24 de dec. de 2004

el asombro
cuando era más joven detestaba la navidad con una energía que aún hoy me sorprende; tenía mil argumentos expresados de manera incendiaria para aquellos pobres desgraciados que se atrevían a preguntarme que opinaba de estas "fiestas": el derroche de sentimentalismo hipócrita, las ilusiones infantiles como excusa para hacer cajas desorbitadas en toda clase de tiendas, el asalto de la decoración babosa a las calles de las ciudades, la música insoportable típica de la época, la apropiación religiosa de un culto pagano vinculado al cambio de estación, la sonrisita estúpida de la gente que, sin saber lo que te dice, balbucea el típico "felices fiestas", los telemaratones presentados por famosos-grimosos, la repetición hasta la náusea de películas y series ñoñas, la sobredosis de celebraciones familiares, los desmanes alimentarios, la sensación de derroche absurdo que transmiten todos esos envolotorios y embalajes que desbordan los cubos de basura, etc, etc...

sin embargo, tanto odio no es sostenible mucho tiempo; con los años me he vuelto discretamente indiferente al exceso baboso de estos días; si alguien que aprecio me felicita las fiestas le doy un abrazo sincero procurando evitar la fórmula de felicitación estándar, si me hablan de regalos cambio de tema habilmente, si de fiestas me invento excusas sobre el desorden monstruoso de mi casa y la necesidad de encerrarme en ella para repararlo, si me comentan lo bonitas que están las calles, lo entrañables que son los belenes municipales o los villancicos que salpican las calles más céntricas, miro hacia el suelo y comento lo sucias que están las acera y que alguien debería ocuparse de ellas;

secretamente, confiaba en que la estupidez mayúscula que se esconde detrás de la palabra "navidad" se hiciera evidente por su propio tamaño, que la gente fuera dejando de lado las celebraciones asociadas a ella, que los niños que iban creciendo se murieran de asco al pensar en ese señor de barbas inventado por coca cola, que el mundo, en fin, abandonaría las navidades por puro sentido común; con lo que no contaba es con que la densidad de estupidez planetaria fuera en aumento a lo largo de los años, con que esa ola de miseria moral, indigencia intelectual y abandono de todo lo que podemos considerar éticamente necesario, fuera en aumento exponencial durante los últimos años, y, que, por encima, precisase de una celebración anual que entronizara todos esos valores negativos baja la máscara de la tradición familiar y los buenos sentimientos impostados;

por lo tanto, observo derrotado que la navidad ha alcanzado un estado climático (de clímax, ojo): empieza a finales de octubre y su onda expansiva llega hasta febrero; es la síntesis perfecta de mercadotecnia y sentimentalismo, el paroxismo de cierta necesidad que hasta las personas más indignas tienen de presentar una cara amable al menos una vez al año ante los demás, la debacle de cualquier atisbo de racionalidad, el éxtasis místico de todos nosotros, compradores compulsivos cuyo lema es "un día es un día"; la navidad es el escaparate triunfante de una visión muy concreta y absolutamente dominante de contemplar el mundo: la vida como supermercado, las relaciones personales en términos de conflictos y dominio, la tarjeta de crédito y el teléfono móvil como portadores de nuestra identidad, la hipocresía como sinónimo de autenticidad, el escapismo a través del consumo desaforado como estrategia vital para olvidarse de la realidad y la anestesia como forma de estar en el mundo;

pues eso, que, con los años, me he refugiado en la indiferencia; no hay nada tan descansado como ello, ni tan patético;

actualización: en el blog de dot encuentro esta imagen: ¡no estoy solo!

------------------------

→ CONSIGNA A
Edita las líneas de los registros comenzando en la que contiene "Each <instance> block may" y terminando en la que contiene "negative clicks: (3, 211) (15, 215)", ambas incluidas: sustituye "rough mask" por "coarse mask" y deja todo lo demás sin cambios.
El texto y los registros son materiales independientes entre sí.

→ EXTRACTO DE DATOS
------------------------

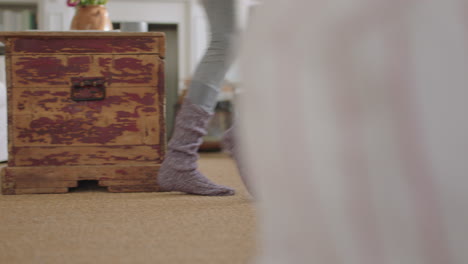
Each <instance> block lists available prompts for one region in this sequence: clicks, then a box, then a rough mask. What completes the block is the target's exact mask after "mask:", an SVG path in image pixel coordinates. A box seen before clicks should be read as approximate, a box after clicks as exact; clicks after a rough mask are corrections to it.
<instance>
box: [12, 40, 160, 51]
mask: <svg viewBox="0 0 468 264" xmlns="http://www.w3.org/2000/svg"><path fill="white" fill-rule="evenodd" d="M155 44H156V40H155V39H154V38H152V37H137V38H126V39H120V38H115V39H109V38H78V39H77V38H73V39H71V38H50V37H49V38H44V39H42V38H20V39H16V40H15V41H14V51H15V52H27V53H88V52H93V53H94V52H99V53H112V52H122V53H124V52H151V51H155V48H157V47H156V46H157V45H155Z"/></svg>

------------------------

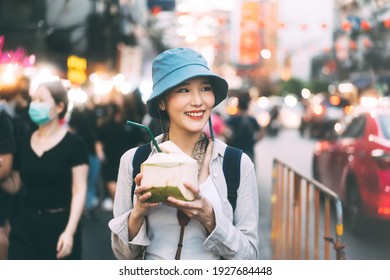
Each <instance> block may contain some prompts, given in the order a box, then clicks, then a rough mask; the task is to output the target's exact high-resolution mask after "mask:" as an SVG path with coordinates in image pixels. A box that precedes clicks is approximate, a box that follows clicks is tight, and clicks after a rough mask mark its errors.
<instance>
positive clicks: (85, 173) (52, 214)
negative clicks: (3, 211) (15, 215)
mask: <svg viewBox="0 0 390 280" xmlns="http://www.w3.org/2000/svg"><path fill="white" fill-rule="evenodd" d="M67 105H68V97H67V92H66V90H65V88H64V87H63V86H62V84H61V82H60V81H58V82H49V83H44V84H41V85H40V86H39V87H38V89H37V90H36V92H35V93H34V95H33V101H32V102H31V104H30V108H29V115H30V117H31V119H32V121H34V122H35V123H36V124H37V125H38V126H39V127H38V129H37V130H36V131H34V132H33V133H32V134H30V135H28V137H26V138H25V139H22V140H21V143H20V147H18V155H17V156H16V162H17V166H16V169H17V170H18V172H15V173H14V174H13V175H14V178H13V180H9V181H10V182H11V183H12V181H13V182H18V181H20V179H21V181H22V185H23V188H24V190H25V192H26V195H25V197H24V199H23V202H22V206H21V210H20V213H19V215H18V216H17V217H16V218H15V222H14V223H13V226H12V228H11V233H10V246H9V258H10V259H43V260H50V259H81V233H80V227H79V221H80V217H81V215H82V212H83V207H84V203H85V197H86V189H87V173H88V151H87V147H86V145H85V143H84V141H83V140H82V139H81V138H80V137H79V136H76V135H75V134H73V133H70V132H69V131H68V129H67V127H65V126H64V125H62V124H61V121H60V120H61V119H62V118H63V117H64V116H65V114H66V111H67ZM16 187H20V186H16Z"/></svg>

------------------------

→ CONSIGNA B
Según el texto sobre la navidad, ¿entre qué meses se extiende hoy la navidad?

→ RESPUESTA DEL EJERCICIO A
Each <instance> block may contain some prompts, given in the order a box, then clicks, then a coarse mask; the task is to output the target's exact high-resolution mask after "mask:" as an SVG path with coordinates in image pixels. A box that precedes clicks is approximate, a box that follows clicks is tight, and clicks after a coarse mask mark its errors.
<instance>
positive clicks: (85, 173) (52, 214)
negative clicks: (3, 211) (15, 215)

→ RESPUESTA DEL EJERCICIO B
Empieza a finales de octubre y su onda expansiva llega hasta febrero.